| Required work |
In the passage on the naming of oxygen, what meaning does Lavoisier's word "oxygen" carry?

| Supplied text |
....

At first glance, it would seem that chemists should have at least re-named oxygen after they rejected Lavoisier’s theory of acidity (though I will argue partly against this intuition later). Lavoisier’s neologism “oxygen”, meaning acid-generator, is an embarrassingly loud advertisement for an outmoded chemical theory. The term comfortably survives in English only because most English speakers have no idea of its etymology. What really puzzles me is how Germans have allowed the term Sauerstoff to persist.Footnote 2 When I hear people say Lavoisier discovered oxygen and heralded modern chemistry, I am reminded of a story I once read as a child, about an itinerant at a time of famine. Arriving at a certain village, he declared to the villagers: “I can show you how to make a soup with stones. Just get me a big pot, some water, and some stones. Then we will have a nice meal together.” He started boiling the stones, then asked for some seasoning. Then he said, “Oh, it would be better if we had a few vegetables to enhance the flavor. And do you have any kind of meat as well? That would be even better. Potatoes or dumplings would add a nice touch, too.” So all these things were added, and a delicious soup was made. “Let’s eat”, said the beggar happily, taking a large bowl of the soup for himself. “What do we do with the stones?”, someone asked. Casually, the man answered, “Oh, you can’t eat the stones. Just take them out.”

....

| Supplied information |
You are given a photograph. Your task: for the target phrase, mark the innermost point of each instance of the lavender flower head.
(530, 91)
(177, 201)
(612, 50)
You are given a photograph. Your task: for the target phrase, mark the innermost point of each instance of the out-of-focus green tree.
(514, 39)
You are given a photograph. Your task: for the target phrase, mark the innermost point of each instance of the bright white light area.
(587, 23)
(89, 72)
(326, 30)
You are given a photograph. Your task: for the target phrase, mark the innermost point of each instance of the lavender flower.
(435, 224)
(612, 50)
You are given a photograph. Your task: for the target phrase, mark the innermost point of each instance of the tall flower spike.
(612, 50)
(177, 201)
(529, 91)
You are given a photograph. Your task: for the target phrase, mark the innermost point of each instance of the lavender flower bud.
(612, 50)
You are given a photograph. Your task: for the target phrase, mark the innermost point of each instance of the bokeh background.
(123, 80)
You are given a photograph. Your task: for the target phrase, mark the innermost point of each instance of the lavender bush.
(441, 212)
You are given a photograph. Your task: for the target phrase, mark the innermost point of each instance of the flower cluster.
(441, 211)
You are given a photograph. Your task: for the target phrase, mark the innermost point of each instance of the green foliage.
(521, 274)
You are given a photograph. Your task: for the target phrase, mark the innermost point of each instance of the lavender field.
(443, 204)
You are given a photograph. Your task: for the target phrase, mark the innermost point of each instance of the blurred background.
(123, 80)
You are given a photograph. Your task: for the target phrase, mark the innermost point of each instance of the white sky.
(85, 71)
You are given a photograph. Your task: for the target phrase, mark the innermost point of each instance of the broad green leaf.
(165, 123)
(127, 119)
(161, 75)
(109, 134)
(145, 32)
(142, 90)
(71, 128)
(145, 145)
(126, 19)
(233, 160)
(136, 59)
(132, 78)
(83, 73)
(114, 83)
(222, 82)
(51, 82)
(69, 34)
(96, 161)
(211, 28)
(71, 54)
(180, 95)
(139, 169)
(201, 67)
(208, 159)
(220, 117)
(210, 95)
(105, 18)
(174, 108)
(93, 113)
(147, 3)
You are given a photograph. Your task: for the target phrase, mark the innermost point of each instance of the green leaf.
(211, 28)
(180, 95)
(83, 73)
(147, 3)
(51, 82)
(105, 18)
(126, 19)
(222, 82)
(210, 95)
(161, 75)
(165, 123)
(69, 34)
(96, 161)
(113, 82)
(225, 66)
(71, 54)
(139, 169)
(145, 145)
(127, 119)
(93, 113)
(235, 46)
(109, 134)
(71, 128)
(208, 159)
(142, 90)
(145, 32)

....

| Worked answer |
Acid-generator.